Article ID | Journal | Published Year | Pages | File Type |
---|---|---|---|---|
6483988 | Biochemical Engineering Journal | 2016 | 11 Pages |
Abstract
The long-term outlook for regenerative medicine predicts an increased need for scalable cell expansion technologies that utilize non-animal derived materials and are compatible with the limited number of downstream processing steps required for cell-based therapies. As more stem cell therapeutics progress through clinical testing, current in vitro culture methods using planar vessels are proving cumbersome to scale. Therefore, alternative processes are under investigation. Many human mesenchymal stem/stromal cell (hMSC) bioreactor-based manufacturing processes, in particular, are complicated by the requirement to separate cells from microcarriers with high cell yield and viability whilst maintaining target phenotypic and functional characteristics. Here we review currently available technologies and ongoing development for the expansion of cellular therapeutics, with focus on allogeneic hMSCs and microcarrier-based processes. Upstream challenges include the interplay between the cell culture substrate and media formulation, sourcing of high quality animal-free reagents, and considerations for the use of microcarriers in stirred-tank systems. Complications in downstream processes include harvest approaches for separation of cells from microcarriers and volume reduction.

■ **Records provided**:
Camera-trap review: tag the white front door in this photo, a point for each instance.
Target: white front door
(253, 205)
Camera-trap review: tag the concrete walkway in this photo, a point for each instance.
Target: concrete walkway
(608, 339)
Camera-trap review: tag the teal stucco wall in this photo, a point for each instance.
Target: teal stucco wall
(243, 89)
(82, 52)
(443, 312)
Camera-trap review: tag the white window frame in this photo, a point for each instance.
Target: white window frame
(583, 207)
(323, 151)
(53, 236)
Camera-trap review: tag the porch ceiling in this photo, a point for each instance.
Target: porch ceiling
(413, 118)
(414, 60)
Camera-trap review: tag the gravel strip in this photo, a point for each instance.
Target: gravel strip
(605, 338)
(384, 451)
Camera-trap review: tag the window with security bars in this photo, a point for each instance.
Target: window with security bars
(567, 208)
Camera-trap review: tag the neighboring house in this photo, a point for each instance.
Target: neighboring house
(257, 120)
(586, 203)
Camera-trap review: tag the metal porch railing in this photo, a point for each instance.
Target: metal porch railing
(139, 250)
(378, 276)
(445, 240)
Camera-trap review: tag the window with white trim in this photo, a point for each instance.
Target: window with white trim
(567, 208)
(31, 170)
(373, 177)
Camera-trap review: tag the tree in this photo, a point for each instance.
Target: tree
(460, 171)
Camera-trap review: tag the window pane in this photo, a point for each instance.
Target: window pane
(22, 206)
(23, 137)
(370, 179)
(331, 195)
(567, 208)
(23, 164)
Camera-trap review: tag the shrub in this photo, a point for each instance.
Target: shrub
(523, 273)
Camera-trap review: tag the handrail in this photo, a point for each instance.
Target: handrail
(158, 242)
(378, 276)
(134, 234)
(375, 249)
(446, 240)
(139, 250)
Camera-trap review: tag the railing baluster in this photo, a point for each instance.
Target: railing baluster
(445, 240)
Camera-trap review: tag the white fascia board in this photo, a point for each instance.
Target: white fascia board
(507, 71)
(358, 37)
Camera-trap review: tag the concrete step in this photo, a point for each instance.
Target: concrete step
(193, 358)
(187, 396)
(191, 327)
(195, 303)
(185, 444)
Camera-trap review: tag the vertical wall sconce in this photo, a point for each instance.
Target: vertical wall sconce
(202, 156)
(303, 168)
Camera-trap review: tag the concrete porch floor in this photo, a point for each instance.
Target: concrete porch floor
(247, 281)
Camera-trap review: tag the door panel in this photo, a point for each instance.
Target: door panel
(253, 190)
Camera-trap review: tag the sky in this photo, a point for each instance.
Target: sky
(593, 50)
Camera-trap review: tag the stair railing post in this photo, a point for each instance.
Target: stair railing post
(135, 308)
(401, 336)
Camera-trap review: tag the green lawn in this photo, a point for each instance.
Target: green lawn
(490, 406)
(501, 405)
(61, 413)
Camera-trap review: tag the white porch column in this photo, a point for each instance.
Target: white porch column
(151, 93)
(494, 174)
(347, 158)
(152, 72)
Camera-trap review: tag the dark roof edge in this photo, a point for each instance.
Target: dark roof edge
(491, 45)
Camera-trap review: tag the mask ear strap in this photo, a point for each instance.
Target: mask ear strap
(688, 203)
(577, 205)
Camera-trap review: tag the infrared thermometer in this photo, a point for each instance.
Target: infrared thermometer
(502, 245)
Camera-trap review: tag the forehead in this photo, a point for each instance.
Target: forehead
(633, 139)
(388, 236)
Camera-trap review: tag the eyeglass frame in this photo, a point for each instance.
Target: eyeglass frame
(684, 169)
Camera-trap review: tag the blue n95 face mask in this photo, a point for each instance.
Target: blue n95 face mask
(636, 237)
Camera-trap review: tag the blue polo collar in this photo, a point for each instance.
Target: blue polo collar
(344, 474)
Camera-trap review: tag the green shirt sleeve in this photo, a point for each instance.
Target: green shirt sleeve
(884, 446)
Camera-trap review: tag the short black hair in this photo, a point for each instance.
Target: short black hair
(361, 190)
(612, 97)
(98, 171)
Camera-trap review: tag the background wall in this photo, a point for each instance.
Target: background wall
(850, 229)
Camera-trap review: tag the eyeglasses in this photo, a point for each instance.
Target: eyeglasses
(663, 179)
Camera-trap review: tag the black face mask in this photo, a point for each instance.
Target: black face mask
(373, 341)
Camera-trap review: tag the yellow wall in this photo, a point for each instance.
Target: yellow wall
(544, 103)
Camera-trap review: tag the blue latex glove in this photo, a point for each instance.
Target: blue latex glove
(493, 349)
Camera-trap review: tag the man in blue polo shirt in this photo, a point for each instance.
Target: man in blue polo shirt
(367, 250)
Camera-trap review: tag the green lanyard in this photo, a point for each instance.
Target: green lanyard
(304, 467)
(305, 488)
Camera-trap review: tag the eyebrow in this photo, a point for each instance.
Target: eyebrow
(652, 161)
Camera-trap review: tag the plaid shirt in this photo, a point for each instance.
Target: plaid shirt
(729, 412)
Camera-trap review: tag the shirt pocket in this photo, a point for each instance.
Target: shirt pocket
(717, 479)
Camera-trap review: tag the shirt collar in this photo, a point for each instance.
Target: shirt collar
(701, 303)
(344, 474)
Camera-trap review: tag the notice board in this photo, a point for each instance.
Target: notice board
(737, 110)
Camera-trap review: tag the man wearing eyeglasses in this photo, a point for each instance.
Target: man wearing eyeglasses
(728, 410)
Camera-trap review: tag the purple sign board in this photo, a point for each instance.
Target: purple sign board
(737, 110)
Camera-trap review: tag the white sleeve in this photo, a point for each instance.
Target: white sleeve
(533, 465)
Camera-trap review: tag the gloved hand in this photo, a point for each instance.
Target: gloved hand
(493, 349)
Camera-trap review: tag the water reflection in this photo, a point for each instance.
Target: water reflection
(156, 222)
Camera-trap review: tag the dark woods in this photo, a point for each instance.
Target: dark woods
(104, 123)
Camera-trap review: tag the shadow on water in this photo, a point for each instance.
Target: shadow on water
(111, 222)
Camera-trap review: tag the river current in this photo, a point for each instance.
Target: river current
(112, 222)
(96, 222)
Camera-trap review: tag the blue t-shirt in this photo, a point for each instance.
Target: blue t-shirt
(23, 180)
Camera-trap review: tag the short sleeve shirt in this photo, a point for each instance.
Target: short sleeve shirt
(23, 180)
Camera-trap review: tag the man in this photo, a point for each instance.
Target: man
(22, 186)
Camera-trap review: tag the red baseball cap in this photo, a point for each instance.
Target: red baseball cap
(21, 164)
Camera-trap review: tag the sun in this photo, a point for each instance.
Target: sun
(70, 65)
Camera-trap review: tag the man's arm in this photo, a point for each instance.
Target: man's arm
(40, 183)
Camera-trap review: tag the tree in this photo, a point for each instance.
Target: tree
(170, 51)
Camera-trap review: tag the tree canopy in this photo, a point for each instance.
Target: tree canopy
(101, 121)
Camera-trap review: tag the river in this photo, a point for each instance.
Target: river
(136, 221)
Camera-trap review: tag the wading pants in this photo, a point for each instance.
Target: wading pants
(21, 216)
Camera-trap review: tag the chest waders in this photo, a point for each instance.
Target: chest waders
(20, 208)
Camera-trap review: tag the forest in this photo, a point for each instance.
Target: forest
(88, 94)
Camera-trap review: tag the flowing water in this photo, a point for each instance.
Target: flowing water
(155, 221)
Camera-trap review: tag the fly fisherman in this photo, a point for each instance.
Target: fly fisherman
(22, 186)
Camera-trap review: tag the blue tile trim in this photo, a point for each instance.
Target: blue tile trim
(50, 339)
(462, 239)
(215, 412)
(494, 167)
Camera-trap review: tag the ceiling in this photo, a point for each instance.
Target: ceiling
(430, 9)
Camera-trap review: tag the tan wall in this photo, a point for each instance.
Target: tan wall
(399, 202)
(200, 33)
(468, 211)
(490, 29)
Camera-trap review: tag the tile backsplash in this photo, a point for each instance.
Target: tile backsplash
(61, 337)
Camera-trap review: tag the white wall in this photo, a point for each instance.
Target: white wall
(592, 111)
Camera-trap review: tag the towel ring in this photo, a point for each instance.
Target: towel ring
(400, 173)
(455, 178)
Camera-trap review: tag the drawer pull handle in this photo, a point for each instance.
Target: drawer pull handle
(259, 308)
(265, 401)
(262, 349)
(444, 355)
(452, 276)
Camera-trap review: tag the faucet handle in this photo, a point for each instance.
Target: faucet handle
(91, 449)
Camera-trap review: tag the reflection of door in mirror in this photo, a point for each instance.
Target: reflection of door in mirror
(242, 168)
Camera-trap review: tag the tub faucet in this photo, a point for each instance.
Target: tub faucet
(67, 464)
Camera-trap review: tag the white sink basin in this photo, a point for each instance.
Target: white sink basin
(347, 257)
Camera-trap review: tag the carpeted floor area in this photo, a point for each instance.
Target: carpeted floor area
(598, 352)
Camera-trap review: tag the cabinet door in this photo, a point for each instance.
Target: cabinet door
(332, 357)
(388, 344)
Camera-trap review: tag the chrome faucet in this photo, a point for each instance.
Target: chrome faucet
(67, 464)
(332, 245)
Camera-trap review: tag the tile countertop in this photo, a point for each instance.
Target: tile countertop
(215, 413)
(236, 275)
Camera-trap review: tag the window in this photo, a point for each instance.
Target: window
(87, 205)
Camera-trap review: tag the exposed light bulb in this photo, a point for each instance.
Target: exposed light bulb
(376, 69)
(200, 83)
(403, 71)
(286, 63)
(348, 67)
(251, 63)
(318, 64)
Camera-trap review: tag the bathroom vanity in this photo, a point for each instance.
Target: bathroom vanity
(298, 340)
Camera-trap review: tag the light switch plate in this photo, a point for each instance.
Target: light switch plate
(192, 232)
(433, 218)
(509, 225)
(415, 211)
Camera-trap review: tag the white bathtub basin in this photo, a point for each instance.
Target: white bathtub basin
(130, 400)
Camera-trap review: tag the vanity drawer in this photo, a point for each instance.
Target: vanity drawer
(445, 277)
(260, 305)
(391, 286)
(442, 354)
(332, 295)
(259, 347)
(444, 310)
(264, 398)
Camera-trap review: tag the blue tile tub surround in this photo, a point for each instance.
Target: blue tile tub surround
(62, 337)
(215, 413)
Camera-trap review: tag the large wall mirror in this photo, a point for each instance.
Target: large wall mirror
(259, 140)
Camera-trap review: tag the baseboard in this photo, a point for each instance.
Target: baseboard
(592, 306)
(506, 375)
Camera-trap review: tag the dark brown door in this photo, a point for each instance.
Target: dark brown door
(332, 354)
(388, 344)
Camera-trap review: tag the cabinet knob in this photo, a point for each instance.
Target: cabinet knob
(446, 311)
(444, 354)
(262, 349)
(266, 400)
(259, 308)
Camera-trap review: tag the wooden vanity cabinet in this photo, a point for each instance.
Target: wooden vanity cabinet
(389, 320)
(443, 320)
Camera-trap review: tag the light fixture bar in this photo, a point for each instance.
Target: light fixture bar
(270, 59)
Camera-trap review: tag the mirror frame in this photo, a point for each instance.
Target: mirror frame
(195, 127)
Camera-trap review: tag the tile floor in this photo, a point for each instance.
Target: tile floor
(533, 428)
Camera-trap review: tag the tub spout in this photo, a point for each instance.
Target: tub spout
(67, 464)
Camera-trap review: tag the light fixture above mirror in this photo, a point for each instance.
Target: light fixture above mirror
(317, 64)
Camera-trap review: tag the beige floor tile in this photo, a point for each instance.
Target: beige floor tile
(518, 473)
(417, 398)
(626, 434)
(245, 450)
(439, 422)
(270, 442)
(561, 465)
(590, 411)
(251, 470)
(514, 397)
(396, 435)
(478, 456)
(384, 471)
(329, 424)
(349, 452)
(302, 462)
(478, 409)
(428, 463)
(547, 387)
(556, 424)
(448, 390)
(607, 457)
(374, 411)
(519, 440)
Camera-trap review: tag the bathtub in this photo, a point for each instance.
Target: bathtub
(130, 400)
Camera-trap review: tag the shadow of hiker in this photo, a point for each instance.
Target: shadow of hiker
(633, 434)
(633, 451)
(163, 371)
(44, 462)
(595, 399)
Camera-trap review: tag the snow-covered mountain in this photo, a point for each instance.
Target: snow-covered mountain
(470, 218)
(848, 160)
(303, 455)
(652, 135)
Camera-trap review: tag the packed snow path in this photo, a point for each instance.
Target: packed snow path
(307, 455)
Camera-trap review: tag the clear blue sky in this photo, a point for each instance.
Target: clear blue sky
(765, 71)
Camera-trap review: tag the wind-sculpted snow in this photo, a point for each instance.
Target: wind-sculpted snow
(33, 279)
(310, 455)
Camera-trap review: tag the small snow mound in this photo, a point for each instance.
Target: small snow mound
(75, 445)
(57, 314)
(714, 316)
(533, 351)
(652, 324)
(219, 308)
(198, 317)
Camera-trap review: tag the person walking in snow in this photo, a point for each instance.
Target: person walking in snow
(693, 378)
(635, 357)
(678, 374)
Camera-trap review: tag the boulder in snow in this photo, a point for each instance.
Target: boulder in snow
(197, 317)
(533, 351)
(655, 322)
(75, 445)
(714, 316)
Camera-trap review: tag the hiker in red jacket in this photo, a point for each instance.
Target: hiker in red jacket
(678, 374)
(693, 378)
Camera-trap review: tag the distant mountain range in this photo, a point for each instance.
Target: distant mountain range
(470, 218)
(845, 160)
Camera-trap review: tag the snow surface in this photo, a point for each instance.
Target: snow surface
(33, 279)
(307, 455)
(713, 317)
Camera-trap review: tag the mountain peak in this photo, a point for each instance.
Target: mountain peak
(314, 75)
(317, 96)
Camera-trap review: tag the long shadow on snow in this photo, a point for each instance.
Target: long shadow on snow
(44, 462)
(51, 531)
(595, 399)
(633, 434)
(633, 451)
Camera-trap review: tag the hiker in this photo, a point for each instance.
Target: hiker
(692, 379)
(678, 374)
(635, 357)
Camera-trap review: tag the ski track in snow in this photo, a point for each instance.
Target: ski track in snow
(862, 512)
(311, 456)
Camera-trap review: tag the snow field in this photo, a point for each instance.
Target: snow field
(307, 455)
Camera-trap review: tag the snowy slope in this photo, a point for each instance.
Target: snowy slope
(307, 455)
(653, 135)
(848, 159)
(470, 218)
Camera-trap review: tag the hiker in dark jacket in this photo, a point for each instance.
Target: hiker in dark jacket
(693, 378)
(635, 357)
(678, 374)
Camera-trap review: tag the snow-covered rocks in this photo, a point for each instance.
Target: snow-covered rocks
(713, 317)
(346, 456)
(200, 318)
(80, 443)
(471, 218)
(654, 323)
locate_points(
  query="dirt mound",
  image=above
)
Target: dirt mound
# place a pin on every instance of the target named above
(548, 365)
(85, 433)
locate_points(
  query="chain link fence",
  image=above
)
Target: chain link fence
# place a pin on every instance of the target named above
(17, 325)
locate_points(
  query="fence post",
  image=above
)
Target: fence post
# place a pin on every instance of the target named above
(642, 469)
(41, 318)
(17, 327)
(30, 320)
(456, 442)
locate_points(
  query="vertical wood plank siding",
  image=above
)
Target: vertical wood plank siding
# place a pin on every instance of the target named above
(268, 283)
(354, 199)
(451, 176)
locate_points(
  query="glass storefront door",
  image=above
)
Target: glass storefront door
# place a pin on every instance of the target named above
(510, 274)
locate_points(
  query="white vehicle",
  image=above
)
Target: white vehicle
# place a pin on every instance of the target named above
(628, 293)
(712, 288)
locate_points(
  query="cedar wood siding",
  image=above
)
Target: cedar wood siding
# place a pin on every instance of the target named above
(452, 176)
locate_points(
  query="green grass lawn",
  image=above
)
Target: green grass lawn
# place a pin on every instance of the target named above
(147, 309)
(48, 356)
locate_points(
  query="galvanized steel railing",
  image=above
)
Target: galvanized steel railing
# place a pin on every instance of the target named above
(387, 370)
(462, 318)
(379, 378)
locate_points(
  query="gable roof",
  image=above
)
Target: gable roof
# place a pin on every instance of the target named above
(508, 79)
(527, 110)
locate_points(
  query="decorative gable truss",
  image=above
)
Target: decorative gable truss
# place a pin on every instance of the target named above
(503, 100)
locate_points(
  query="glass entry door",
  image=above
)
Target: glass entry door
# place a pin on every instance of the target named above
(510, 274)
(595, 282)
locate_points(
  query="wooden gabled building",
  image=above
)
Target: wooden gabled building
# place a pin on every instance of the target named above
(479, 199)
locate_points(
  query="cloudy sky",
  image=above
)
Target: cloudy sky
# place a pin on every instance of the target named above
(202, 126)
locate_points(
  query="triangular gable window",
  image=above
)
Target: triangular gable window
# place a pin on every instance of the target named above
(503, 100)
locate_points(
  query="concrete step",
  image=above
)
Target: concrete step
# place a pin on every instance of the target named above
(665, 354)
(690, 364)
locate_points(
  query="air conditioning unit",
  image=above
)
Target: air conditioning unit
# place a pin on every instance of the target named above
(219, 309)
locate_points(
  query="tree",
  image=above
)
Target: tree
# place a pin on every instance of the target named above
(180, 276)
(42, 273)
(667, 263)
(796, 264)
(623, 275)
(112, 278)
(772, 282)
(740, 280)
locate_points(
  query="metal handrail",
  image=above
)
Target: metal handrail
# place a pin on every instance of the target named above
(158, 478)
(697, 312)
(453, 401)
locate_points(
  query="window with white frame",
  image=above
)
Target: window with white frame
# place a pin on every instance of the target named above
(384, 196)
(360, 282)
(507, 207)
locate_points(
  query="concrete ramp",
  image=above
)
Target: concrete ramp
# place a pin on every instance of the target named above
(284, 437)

■ **Assigned task 1**:
Answer these questions from the journal abstract.
(a) Which journal published the article, and in what year?
(b) On which cells does the review focus?
(c) Which two complications in downstream processes does the abstract name?
■ **Assigned task 2**: Please list every upstream challenge the journal abstract names.

■ **Output 1**:
(a) Biochemical Engineering Journal, 2016
(b) Allogeneic human mesenchymal stem/stromal cells (hMSCs), in microcarrier-based processes
(c) Harvest approaches for separating cells from microcarriers, and volume reduction

■ **Output 2**:
- The interplay between the cell culture substrate and media formulation
- Sourcing of high quality animal-free reagents
- Considerations for the use of microcarriers in stirred-tank systems